BORDEU:…Now do mentally what nature sometimes does in reality. Take another thread away from the bundle — the one destined to form the nose — and the creature will be noseless. Take away the one that should form the ear and it will have no ears or only one ear, and the anatomist in his dissection won’t find either the olfactory or auditory threads, or will only find one of the latter instead of two. Go on taking away threads and the creature will be headless, footless, handless. It won’t live long, but nevertheless it will have lived.42

As the willing assistant in this thought experiment, Mademoiselle de l’Espinasse immediately seizes upon the most important philosophical implications of what is transpiring. Considering the misshapen humans she and the good doctor are producing together, she realizes that no human endeavor — not science and certainly not religion — can even begin to understand the limits and possibilities of nature.

━━━━

Answer these questions from the provided passage:
1. According to Bordeu, what happens to the creature when the thread destined to form the nose is taken away?
2. What does Bordeu say the creature will become if more threads keep being taken away?
3. Who is described as the willing assistant in the thought experiment?

> _Available data_:
━━━━

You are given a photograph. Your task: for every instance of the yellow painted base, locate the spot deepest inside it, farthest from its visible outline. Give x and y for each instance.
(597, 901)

━━━━

> _Solution to this problem_:
1. The creature will be noseless.
2. It will be headless, footless, and handless; it won't live long, but it will have lived.
3. Mademoiselle de l'Espinasse.